● **ABOUT THIS EXERCISE**
In the passage about the Wessex-Ghana stroke partnership, condense the paragraph beginning "The Wessex-Ghana Stroke Partnership UK team and the Korle Bu Teaching Hospital" into a bulleted list that keeps its main facts.

● **EXERCISE PASSAGE**

%%

12 September 2017
The Wessex-Ghana Stroke Partnership includes medical and nursing staff, occupational therapists, physiotherapists, dieticians, pharmacists, speech and language therapists, clinical psychologists,
as well as managerial and administrative staff. Each discipline has skills and experience to offer the partnership as well as the patients in their care
The Wessex-Ghana Stroke Partnership UK team and the Korle Bu Teaching Hospital (KBTH) in Accra, Ghana are working together to improve care for people who have had a stroke. The partnership began in 2009, following a period when Dr Claire Spice was working in Ghana. During her time there, Dr Spice identified aspects of stroke care that could be changed through education and training to make a big difference to outcomes and patient experience. On returning to the UK, she began work on exploring these ideas further and set up the partnership, working with colleagues in the UK and Ghana.

%%

● **DATASET RECORDS**

%%

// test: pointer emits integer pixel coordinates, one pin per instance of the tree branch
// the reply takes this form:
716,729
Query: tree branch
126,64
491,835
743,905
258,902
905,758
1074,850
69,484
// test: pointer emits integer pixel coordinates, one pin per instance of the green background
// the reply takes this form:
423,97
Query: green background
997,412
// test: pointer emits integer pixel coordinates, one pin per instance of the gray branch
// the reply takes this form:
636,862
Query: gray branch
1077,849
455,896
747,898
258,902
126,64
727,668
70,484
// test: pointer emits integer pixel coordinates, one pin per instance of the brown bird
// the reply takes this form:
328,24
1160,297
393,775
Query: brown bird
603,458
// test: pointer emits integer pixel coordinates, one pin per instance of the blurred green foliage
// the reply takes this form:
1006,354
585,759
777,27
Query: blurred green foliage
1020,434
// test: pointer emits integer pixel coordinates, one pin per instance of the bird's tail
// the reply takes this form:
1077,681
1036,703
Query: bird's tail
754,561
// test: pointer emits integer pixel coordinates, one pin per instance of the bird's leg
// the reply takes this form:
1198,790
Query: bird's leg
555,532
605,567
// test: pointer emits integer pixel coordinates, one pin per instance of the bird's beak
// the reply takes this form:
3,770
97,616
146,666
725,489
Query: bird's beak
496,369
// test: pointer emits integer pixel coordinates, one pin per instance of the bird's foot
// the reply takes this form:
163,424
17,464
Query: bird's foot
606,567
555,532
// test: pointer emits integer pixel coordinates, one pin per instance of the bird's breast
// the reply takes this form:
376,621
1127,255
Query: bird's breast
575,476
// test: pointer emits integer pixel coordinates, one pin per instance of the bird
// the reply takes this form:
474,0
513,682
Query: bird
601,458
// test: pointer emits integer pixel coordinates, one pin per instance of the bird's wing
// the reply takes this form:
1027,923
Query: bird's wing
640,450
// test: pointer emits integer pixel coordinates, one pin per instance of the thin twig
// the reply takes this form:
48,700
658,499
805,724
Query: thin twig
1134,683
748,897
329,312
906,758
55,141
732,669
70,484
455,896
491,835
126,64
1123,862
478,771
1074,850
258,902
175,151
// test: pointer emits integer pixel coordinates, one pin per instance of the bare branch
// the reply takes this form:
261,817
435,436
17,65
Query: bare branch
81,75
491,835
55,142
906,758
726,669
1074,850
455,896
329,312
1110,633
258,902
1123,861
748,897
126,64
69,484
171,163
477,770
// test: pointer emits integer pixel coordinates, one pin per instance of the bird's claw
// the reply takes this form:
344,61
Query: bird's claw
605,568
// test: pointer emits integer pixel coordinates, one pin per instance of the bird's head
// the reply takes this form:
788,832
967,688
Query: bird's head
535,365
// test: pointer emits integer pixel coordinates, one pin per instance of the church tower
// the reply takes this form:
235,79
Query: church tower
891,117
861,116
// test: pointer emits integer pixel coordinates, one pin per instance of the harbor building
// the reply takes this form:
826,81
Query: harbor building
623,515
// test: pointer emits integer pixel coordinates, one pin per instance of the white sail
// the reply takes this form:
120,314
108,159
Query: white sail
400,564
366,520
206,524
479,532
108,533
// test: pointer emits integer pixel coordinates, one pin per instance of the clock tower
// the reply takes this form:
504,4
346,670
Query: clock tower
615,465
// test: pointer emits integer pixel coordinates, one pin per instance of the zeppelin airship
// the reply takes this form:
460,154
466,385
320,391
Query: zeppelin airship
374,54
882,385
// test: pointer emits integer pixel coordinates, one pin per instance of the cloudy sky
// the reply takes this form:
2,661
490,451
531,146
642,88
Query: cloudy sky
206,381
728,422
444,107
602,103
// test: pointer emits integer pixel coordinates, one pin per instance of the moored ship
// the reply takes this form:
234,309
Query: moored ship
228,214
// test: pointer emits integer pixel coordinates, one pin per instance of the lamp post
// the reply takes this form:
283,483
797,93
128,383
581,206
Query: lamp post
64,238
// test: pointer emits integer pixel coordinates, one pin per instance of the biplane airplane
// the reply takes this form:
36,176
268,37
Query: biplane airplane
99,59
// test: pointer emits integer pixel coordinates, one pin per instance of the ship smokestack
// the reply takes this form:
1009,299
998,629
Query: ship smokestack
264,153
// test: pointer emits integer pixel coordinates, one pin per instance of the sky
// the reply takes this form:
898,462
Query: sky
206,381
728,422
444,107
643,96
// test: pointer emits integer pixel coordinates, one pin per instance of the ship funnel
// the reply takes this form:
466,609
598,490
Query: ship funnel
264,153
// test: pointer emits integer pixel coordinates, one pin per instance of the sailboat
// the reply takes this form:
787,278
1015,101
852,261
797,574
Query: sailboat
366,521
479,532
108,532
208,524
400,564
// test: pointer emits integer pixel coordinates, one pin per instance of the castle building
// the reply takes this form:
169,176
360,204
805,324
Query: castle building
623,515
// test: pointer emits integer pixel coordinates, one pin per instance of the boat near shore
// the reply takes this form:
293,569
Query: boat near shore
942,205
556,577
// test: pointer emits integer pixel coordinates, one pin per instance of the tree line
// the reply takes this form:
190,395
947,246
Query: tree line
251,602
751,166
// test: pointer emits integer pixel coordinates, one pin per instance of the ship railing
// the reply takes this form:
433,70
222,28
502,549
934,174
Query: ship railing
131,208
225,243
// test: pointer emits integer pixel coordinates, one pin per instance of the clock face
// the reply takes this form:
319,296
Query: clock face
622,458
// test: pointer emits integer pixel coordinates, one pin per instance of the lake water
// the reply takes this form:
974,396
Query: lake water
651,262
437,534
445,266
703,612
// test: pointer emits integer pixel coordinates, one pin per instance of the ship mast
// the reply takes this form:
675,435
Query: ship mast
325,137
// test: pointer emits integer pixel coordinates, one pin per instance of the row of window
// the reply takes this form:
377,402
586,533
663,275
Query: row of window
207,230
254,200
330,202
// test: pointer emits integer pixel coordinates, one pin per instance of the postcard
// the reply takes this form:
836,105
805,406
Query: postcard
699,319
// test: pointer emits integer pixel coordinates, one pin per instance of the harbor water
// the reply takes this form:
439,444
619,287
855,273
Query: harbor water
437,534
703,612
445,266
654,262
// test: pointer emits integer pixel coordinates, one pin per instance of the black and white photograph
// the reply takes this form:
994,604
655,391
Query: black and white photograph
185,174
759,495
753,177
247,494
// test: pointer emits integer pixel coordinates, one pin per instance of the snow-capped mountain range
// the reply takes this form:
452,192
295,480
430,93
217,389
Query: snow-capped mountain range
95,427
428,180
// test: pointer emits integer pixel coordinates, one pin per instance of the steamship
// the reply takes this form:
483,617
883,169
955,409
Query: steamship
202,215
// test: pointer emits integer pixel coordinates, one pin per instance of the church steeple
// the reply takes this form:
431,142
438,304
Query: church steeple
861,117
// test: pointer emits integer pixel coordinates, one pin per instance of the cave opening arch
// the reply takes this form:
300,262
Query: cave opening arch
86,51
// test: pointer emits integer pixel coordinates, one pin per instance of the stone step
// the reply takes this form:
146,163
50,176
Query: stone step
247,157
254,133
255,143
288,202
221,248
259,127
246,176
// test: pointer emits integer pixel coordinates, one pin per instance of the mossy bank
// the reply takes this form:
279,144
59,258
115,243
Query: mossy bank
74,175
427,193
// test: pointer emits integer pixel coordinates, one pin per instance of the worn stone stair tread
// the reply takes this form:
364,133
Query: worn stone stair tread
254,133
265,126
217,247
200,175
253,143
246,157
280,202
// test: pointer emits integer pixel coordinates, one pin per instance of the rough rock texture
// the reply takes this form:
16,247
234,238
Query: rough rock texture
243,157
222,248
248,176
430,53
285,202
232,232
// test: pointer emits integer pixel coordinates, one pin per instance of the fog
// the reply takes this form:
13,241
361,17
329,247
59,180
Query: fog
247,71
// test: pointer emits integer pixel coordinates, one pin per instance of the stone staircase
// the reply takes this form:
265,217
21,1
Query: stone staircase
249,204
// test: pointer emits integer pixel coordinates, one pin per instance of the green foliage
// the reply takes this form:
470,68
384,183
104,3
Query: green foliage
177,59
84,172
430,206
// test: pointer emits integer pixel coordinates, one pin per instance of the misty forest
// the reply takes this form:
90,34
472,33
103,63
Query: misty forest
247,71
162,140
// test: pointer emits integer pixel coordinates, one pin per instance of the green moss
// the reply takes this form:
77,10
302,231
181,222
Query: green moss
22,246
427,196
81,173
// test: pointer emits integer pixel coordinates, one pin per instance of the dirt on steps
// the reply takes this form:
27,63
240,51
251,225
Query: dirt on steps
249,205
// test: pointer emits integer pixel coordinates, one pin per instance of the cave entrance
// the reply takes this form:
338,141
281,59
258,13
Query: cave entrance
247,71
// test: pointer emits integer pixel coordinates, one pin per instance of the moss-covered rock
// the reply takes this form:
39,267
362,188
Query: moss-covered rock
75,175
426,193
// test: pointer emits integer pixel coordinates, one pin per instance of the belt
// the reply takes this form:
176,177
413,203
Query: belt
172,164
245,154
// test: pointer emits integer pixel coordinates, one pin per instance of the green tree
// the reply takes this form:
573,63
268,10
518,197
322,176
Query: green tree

%%

● **SOLUTION TO THE EXERCISE**
- The Wessex-Ghana Stroke Partnership UK team and Korle Bu Teaching Hospital (KBTH) in Accra, Ghana work together to improve stroke care.
- The partnership began in 2009, after Dr Claire Spice had worked in Ghana.
- While there, she identified aspects of stroke care that education and training could change to greatly improve outcomes and patient experience.
- Back in the UK, she explored these ideas further and set up the partnership with colleagues in the UK and Ghana.